> DATA ENTRIES
+ + + + + + +

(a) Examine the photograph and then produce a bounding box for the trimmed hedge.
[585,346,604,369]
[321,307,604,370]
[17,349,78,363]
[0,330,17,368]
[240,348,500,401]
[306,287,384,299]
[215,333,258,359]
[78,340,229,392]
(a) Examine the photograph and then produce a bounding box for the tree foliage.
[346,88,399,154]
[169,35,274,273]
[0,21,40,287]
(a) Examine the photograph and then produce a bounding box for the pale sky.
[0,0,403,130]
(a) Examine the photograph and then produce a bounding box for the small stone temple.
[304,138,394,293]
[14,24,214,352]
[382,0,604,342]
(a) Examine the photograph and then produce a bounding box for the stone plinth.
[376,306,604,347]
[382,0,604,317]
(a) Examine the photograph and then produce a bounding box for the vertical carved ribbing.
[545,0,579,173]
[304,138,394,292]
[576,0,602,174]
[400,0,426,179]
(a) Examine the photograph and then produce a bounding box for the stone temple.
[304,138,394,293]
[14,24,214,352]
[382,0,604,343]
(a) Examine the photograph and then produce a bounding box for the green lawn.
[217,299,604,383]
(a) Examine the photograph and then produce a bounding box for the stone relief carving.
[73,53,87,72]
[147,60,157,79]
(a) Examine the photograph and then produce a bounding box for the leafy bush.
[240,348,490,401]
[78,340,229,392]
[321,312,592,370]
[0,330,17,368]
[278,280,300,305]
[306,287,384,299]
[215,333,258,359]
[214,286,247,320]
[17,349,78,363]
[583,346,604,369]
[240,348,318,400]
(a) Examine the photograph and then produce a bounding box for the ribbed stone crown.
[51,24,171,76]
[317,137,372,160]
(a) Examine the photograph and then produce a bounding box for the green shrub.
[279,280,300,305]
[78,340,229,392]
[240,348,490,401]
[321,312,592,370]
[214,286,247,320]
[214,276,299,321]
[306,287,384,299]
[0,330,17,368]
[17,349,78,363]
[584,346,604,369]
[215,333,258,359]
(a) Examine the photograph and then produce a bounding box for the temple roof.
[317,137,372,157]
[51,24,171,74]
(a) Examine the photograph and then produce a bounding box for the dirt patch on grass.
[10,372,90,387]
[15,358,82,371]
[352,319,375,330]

+ + + + + + +

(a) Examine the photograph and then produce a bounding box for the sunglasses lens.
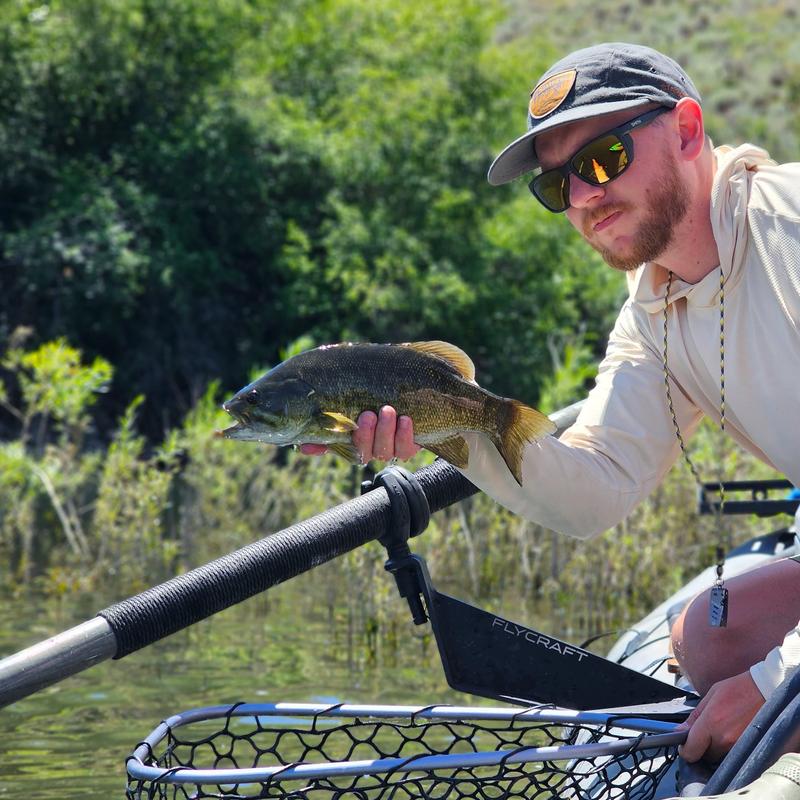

+ + + + + + +

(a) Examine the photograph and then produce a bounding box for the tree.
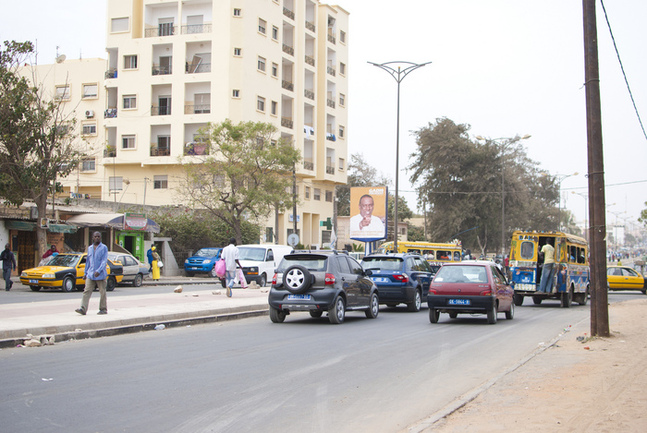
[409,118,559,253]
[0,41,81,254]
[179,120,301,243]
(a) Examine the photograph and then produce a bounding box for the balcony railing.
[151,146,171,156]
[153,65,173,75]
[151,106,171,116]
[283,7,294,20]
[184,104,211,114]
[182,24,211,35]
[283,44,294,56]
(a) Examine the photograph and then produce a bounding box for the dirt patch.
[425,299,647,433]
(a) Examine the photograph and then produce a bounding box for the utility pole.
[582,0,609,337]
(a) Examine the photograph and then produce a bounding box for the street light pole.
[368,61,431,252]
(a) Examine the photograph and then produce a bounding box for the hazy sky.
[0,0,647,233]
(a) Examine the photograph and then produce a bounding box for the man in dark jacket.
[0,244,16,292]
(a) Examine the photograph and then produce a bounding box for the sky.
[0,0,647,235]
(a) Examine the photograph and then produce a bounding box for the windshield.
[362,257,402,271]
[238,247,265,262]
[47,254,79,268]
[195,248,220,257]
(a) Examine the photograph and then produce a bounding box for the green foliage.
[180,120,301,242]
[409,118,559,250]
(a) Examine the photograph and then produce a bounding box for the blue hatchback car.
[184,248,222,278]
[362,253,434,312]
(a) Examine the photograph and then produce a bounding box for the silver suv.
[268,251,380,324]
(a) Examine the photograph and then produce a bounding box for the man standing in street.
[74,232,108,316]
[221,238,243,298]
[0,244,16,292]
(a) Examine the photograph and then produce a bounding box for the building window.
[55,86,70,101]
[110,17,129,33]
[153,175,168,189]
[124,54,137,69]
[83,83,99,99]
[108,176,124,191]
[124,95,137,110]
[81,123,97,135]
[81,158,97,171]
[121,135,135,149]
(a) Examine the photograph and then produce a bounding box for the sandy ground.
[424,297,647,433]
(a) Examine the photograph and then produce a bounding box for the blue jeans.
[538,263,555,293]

+ + + + + + +

> INSTRUCTION
Make a Markdown table with the columns No. and Text from the lines running from the line with "the dirt patch." to the line with "[582,0,609,337]", both ends included. Give each line its own numbered row, and leave out any blank lines.

> OUTPUT OF THE TASK
| No. | Text |
|---|---|
| 1 | (a) Examine the photograph and then produce a bounding box for the dirt patch. |
| 2 | [425,299,647,433] |
| 3 | (a) Examine the photograph and then produce a bounding box for the utility pole. |
| 4 | [582,0,609,337] |